• **Supplied passage**
++++++++
Have you ever visited London and come across a handful of colorful characters dressed head-to-toe in black outfits completely ‘blinged’ out with mother-of-pearl buttons? Probably in a parade or at a charity event? Well, if you haven’t, then you’ve missed a wonderful treat … and tradition.
Pearlies began in London in the early 1800s as ordinary “costermongers” or street vendors. The name “costermonger” comes from “costard” for apple and “monger” meaning seller. Often seen as vagrants and hounded by the police, these costermongers roamed the streets selling fruits and vegetables. Times were difficult and money hard to come by, but costers were always willing and eager to help each other out. Looked down upon by society and often bullied, they organized themselves into neighborhood groups for safety and elected Kings to lead them.
It was hard for the ‘costers’ not to admire the wealthy West Enders, whose style and panache were clearly evident as they paraded about London. One of the very fashionable items was mother-of-pearl buttons. So in demand were these accessories, factories couldn’t keep up with production. Costers, in an attempt to boost their sales by calling attention to themselves, began to sew lines of buttons up the side seams of their trousers. Not the expensive mother-of-pearl buttons, of course, but whatever buttons they could find. This also provided a way for them to identify which neighborhood group they belonged to.
Henry Croft, orphaned at a very young age, became a street sweeper at age 13. Croft was fascinated by the costermongers and by their charitable lifestyle. He was also fascinated with their concept of adorning clothing with attention-getting buttons. Although there are many stories about how Croft came about obtaining his first set of mother-of-pearl buttons, the truth has been lost in time. What we do know is that in 1880, Croft with his good friend, George Dole, started sewing hundreds of mother-of-pearl buttons on a suit.
Croft realized that by wearing these attention-getting ‘blinged’ out clothes, he might be able to raise money for the orphanage in which he grew up. From that first successful event, Croft then raised money for the London Temperance Hospital, and so began his path as a fund raiser.
++++++++
• **Provided data**
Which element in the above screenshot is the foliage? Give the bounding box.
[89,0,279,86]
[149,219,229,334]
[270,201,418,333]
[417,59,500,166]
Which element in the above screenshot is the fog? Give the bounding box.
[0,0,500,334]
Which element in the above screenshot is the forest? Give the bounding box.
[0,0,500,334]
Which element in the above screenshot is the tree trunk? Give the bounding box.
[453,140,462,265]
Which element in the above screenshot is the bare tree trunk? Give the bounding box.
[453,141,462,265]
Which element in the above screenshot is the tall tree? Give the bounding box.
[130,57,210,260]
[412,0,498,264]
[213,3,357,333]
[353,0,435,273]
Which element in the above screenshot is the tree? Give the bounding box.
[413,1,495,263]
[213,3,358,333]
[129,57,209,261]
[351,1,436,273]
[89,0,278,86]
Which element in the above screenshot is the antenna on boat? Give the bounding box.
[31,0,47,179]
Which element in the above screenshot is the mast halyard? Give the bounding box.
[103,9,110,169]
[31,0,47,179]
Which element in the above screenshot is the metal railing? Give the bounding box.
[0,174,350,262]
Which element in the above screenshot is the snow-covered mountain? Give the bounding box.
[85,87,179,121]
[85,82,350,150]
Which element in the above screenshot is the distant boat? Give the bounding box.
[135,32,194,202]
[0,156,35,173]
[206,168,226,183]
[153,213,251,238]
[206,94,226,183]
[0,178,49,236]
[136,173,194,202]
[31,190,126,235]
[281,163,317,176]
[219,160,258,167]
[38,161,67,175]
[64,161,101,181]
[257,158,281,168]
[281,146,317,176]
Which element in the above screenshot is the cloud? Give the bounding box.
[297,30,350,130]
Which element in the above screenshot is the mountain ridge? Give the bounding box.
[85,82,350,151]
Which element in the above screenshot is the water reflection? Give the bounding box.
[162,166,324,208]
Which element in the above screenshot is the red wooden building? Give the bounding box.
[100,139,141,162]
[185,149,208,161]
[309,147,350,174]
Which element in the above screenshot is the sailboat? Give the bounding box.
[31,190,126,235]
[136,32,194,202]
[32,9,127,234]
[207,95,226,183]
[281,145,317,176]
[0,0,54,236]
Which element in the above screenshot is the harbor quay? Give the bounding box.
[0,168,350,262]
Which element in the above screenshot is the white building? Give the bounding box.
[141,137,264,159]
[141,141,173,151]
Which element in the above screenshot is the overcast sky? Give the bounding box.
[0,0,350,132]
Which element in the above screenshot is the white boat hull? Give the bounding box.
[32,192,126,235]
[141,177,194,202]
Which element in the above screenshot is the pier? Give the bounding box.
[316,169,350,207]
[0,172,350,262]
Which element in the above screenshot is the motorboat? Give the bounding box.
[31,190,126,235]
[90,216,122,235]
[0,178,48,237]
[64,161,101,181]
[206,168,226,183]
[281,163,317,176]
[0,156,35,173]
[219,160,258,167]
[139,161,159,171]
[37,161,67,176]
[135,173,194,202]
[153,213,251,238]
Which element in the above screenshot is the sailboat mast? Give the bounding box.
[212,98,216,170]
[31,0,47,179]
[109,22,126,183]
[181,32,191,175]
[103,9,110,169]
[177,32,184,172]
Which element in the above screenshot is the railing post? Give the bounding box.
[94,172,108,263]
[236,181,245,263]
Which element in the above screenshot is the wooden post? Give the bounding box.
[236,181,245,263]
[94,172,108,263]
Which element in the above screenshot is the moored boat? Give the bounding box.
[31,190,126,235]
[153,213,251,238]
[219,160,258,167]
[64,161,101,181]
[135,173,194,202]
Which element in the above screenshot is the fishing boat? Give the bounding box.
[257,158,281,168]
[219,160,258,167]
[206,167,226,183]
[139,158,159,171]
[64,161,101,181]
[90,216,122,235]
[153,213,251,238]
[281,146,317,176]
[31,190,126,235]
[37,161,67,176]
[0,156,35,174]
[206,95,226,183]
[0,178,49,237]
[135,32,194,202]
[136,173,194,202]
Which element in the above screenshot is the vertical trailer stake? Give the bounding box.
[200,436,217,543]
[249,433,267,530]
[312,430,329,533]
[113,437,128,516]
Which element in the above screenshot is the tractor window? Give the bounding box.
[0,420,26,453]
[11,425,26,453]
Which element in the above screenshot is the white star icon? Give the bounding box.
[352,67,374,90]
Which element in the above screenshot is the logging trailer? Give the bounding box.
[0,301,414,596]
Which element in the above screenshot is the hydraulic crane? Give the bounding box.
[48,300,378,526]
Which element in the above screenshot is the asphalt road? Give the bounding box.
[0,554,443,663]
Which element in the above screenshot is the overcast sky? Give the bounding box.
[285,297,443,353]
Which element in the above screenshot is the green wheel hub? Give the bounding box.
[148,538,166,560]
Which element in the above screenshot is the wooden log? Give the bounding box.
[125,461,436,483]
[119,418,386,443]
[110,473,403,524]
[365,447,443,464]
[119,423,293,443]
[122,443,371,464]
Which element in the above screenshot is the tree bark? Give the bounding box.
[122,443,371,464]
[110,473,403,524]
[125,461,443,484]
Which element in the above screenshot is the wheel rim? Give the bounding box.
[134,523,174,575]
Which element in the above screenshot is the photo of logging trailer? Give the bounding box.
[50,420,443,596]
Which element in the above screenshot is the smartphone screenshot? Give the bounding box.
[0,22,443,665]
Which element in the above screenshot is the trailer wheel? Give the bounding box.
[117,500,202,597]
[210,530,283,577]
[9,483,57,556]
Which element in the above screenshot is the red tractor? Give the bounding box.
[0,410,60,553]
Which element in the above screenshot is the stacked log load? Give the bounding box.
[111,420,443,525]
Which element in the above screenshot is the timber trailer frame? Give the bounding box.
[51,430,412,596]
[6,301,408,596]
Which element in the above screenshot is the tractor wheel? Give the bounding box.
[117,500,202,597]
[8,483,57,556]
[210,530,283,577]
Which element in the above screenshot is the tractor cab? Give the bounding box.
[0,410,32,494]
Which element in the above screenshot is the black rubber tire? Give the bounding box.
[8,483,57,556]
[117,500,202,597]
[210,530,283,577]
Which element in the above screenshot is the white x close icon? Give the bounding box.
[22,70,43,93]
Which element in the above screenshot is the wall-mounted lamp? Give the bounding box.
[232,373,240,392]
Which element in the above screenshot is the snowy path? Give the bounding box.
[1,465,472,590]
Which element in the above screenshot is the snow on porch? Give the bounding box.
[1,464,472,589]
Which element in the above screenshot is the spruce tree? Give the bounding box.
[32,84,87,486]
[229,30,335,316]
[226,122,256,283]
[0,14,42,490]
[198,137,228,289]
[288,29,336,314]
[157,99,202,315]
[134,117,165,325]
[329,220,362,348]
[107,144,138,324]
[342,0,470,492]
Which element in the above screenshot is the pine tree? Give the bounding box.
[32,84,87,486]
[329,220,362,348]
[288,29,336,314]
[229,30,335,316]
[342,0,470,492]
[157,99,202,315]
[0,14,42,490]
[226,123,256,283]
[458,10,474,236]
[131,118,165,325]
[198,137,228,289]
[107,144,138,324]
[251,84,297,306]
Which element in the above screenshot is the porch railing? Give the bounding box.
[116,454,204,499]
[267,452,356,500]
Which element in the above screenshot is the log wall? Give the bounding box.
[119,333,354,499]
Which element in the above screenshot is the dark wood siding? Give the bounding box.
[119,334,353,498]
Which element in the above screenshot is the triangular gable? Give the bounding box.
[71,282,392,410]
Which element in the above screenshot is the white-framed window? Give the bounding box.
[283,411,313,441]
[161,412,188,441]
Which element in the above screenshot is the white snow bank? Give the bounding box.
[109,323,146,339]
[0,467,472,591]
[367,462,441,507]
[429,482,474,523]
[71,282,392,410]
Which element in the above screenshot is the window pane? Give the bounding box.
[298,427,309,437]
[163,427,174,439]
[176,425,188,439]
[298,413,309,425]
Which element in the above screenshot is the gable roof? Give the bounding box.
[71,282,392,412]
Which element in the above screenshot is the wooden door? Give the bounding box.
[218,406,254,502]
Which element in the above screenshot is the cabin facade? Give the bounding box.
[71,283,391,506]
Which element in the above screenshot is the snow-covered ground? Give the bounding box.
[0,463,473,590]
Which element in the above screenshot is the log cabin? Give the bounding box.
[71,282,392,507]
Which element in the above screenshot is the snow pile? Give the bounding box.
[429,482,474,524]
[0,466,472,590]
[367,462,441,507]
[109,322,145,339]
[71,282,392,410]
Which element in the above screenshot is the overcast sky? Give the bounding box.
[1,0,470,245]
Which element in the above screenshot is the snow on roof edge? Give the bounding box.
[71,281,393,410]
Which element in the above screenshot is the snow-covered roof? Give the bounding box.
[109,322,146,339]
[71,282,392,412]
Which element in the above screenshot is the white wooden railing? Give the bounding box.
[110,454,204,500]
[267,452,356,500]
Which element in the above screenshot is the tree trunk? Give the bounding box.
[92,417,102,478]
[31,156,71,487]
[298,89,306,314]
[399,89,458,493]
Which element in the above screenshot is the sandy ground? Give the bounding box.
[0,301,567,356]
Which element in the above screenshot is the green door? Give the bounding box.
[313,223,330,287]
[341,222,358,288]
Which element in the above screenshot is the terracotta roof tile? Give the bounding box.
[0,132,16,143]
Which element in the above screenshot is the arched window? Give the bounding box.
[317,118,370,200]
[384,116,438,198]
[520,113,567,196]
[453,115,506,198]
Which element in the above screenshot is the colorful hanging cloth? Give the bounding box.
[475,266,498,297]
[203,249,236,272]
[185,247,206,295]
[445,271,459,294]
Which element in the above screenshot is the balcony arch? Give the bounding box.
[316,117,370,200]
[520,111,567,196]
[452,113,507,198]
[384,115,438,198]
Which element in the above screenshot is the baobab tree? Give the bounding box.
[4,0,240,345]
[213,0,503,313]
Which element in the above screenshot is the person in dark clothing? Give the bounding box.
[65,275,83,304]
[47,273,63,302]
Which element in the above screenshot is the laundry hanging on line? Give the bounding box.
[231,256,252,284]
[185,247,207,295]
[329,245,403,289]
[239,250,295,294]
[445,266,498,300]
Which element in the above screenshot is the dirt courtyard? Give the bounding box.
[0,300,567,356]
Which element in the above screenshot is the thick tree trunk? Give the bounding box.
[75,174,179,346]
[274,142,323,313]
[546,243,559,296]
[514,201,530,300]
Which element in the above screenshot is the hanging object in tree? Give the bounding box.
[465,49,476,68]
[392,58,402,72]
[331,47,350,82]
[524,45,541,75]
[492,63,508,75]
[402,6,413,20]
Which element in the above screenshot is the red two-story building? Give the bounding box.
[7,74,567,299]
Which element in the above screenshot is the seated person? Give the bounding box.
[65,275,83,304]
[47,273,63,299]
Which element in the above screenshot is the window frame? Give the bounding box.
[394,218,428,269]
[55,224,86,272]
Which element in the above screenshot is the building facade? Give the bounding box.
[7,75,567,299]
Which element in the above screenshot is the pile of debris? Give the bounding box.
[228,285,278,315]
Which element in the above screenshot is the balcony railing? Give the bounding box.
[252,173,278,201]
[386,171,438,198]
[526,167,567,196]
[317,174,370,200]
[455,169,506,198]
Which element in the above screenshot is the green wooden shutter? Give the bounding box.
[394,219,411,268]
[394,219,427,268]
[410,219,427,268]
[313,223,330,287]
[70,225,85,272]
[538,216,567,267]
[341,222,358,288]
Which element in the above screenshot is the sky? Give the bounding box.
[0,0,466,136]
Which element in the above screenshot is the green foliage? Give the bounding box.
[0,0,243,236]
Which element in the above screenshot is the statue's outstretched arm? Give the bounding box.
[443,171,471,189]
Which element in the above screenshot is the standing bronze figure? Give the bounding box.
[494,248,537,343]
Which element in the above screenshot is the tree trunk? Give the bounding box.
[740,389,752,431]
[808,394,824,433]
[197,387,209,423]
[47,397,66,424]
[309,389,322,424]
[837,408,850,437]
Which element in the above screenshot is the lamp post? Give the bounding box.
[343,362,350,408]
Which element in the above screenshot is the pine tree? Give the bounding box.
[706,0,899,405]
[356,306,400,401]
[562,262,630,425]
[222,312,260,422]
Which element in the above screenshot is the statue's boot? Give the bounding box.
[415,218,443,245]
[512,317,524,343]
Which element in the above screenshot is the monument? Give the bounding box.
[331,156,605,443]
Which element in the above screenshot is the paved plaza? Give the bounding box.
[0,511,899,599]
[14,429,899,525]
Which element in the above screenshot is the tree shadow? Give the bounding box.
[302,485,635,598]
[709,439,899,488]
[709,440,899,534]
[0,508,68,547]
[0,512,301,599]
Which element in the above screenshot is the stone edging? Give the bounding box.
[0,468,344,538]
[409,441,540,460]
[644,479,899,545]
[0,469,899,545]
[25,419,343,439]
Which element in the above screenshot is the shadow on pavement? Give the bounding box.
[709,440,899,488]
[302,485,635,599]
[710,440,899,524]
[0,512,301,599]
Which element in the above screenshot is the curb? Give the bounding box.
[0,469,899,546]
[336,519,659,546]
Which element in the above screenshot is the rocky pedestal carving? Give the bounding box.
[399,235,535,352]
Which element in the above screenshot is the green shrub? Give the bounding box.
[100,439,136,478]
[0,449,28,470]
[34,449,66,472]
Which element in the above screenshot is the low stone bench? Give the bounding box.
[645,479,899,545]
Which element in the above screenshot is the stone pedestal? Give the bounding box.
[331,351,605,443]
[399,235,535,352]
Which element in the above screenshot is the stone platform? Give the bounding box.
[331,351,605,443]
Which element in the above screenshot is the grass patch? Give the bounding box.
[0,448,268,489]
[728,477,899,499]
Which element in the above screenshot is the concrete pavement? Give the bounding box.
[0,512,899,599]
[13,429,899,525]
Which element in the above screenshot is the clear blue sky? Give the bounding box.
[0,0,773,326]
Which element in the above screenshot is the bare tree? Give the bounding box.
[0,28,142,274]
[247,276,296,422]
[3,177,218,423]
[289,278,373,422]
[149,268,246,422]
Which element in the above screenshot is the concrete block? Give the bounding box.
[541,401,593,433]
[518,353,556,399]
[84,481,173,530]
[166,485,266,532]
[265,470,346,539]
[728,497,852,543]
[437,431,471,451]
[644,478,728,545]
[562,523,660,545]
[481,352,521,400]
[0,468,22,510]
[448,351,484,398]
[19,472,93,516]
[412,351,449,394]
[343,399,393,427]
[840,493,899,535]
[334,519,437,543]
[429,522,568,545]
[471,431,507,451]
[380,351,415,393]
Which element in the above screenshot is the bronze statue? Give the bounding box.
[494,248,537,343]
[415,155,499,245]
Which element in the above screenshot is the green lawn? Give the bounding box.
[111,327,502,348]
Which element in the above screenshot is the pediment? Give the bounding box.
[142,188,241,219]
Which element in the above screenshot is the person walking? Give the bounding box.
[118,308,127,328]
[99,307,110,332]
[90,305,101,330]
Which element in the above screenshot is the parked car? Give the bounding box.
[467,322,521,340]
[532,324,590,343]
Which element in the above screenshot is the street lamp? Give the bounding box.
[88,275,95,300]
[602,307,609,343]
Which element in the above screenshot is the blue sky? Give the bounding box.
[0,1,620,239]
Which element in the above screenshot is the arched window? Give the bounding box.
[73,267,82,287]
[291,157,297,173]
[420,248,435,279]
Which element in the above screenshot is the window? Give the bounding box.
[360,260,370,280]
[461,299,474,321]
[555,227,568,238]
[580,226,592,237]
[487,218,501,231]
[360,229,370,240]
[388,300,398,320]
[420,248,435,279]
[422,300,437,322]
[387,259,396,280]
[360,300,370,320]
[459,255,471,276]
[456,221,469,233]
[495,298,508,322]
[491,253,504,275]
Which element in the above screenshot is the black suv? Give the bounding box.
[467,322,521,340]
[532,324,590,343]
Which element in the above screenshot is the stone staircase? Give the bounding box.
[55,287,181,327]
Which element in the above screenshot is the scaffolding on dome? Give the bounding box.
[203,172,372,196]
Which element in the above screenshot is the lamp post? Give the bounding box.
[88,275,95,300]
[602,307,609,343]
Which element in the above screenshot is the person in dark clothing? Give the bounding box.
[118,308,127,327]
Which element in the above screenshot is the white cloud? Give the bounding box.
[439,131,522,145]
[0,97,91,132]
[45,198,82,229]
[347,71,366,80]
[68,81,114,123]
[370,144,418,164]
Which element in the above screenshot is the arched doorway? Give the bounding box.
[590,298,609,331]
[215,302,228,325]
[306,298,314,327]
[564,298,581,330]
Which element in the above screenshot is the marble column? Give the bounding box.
++++++++
• **Problem statement**
Quote the passage on London's Pearlies, everything from "Pearlies began in" down to "to lead them.". These data play no part in the work here.

• **Exercise result**
Pearlies began in London in the early 1800s as ordinary “costermongers” or street vendors. The name “costermonger” comes from “costard” for apple and “monger” meaning seller. Often seen as vagrants and hounded by the police, these costermongers roamed the streets selling fruits and vegetables. Times were difficult and money hard to come by, but costers were always willing and eager to help each other out. Looked down upon by society and often bullied, they organized themselves into neighborhood groups for safety and elected Kings to lead them.